[Exercise instructions] Put every line of the entries below into a Markdown table with the columns "No." and "Line", numbering each row and omitting blank lines.

[Source records]
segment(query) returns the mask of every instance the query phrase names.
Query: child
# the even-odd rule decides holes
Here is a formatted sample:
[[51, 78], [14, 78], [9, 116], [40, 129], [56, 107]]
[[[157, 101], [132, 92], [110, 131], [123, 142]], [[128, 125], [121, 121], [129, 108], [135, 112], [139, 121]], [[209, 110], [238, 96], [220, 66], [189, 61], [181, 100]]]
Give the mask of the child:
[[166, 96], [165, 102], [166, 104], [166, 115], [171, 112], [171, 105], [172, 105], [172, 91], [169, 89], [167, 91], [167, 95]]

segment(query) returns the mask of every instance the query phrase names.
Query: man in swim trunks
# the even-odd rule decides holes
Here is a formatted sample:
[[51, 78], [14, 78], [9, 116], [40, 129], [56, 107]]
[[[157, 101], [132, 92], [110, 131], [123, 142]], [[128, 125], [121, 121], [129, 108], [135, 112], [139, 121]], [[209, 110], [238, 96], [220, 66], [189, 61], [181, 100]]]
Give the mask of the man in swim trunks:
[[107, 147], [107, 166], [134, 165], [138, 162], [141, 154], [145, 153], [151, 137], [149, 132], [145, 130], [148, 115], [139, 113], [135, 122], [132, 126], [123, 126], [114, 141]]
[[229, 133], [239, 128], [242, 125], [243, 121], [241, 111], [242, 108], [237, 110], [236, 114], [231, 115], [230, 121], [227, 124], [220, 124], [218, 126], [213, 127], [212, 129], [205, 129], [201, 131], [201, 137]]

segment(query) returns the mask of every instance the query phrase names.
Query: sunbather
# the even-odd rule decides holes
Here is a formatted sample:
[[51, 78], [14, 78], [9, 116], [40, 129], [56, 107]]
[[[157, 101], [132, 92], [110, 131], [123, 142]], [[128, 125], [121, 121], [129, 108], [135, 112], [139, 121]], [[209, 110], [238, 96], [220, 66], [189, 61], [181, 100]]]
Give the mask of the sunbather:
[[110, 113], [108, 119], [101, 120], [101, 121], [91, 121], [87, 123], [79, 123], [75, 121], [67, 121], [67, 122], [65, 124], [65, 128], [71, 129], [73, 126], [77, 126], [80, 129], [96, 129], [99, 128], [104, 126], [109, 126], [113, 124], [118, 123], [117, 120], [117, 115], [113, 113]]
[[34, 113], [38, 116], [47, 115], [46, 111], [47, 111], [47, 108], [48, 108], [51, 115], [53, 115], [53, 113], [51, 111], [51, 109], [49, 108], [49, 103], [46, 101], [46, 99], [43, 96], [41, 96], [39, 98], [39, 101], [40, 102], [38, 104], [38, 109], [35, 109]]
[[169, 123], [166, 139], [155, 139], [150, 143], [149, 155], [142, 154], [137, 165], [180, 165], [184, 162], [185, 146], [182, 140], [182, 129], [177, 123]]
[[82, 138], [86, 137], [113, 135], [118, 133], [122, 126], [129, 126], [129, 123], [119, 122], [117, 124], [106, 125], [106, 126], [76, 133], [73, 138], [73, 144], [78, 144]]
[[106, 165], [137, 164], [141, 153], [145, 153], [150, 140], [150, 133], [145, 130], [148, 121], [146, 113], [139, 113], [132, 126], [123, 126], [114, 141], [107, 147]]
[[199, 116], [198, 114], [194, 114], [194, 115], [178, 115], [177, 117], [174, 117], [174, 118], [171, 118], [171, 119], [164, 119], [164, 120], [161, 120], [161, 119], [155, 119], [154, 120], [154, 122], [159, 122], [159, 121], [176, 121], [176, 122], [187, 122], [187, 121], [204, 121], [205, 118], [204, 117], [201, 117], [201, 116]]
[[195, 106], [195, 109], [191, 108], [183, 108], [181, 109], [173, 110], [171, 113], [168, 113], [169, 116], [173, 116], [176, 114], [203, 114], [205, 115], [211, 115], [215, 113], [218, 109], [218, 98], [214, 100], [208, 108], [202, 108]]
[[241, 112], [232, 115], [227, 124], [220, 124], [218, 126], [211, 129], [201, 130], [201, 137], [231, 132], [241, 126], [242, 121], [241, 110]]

[Written solution]
| No. | Line |
|---|---|
| 1 | segment(query) returns the mask of every instance the query phrase names. |
| 2 | Query: child |
| 3 | # the even-odd rule decides holes |
| 4 | Here is a formatted sample: |
| 5 | [[51, 78], [14, 78], [9, 116], [40, 129], [56, 107]] |
| 6 | [[[157, 101], [132, 92], [110, 131], [123, 142]], [[128, 125], [121, 121], [129, 108], [135, 112], [139, 121]], [[209, 110], [238, 96], [220, 66], [189, 61], [181, 100]]] |
| 7 | Give the mask of the child: |
| 8 | [[166, 96], [165, 102], [166, 104], [166, 115], [171, 112], [171, 105], [172, 105], [172, 91], [169, 89], [167, 91], [167, 95]] |
| 9 | segment(query) returns the mask of every instance the query phrase names. |
| 10 | Query: man in swim trunks |
| 11 | # the even-odd rule decides holes |
| 12 | Here is a formatted sample: |
| 13 | [[51, 78], [14, 78], [9, 116], [40, 129], [56, 107]] |
| 14 | [[[157, 101], [132, 92], [110, 131], [123, 142]], [[128, 125], [121, 121], [129, 108], [135, 112], [139, 121]], [[209, 110], [238, 96], [220, 66], [189, 61], [181, 100]]] |
| 15 | Give the mask of the man in swim trunks: |
| 16 | [[107, 147], [107, 166], [134, 165], [138, 162], [141, 154], [145, 153], [151, 137], [149, 132], [145, 130], [148, 115], [139, 113], [135, 122], [132, 126], [123, 126], [114, 141]] |
| 17 | [[229, 133], [239, 128], [242, 125], [243, 121], [241, 111], [242, 108], [237, 110], [236, 114], [231, 115], [230, 121], [227, 124], [220, 124], [218, 126], [213, 127], [212, 129], [205, 129], [201, 131], [201, 137]] |
| 18 | segment(query) returns the mask of every instance the query phrase names. |
| 19 | Query: sunbather |
| 20 | # the even-odd rule decides holes |
| 21 | Here is a formatted sample: |
| 22 | [[51, 78], [14, 78], [9, 116], [40, 129], [56, 107]] |
| 23 | [[[157, 101], [132, 92], [110, 131], [123, 142]], [[128, 125], [121, 121], [129, 108], [135, 112], [139, 121]], [[209, 110], [238, 96], [220, 66], [189, 61], [181, 100]]] |
| 24 | Give the mask of the sunbather: |
| 25 | [[110, 113], [108, 119], [101, 120], [101, 121], [91, 121], [87, 123], [79, 123], [75, 121], [67, 121], [67, 122], [65, 124], [65, 128], [71, 129], [73, 126], [77, 126], [80, 129], [96, 129], [99, 128], [104, 126], [109, 126], [113, 124], [118, 123], [117, 120], [117, 115], [113, 113]] |
| 26 | [[34, 113], [38, 116], [47, 115], [46, 111], [47, 111], [47, 108], [48, 108], [51, 115], [53, 115], [53, 113], [51, 111], [51, 109], [49, 108], [49, 103], [46, 101], [46, 99], [43, 96], [41, 96], [39, 98], [39, 101], [40, 102], [38, 104], [38, 109], [35, 109]] |
| 27 | [[169, 123], [166, 139], [155, 139], [150, 143], [149, 155], [142, 154], [137, 165], [180, 165], [184, 162], [185, 146], [182, 140], [182, 129], [177, 123]] |
| 28 | [[82, 138], [86, 137], [113, 135], [118, 133], [122, 126], [129, 126], [129, 123], [119, 122], [117, 124], [106, 125], [106, 126], [76, 133], [73, 138], [73, 144], [78, 144]] |
| 29 | [[106, 165], [137, 164], [141, 153], [145, 153], [150, 140], [150, 133], [145, 130], [148, 121], [146, 113], [139, 113], [132, 126], [123, 126], [114, 141], [107, 147]] |
| 30 | [[199, 116], [198, 114], [194, 114], [194, 115], [178, 115], [177, 117], [174, 117], [174, 118], [171, 118], [171, 119], [164, 119], [164, 120], [161, 120], [161, 119], [155, 119], [154, 120], [154, 122], [159, 122], [159, 121], [176, 121], [176, 122], [187, 122], [187, 121], [204, 121], [205, 118], [204, 117], [201, 117], [201, 116]] |
| 31 | [[195, 106], [195, 109], [191, 108], [183, 108], [181, 109], [173, 110], [171, 113], [168, 113], [169, 116], [173, 116], [176, 114], [203, 114], [205, 115], [211, 115], [215, 113], [218, 109], [218, 98], [214, 100], [208, 108], [202, 108]] |
| 32 | [[241, 112], [232, 115], [227, 124], [220, 124], [218, 126], [211, 129], [201, 130], [201, 137], [231, 132], [241, 126], [242, 121], [241, 110]] |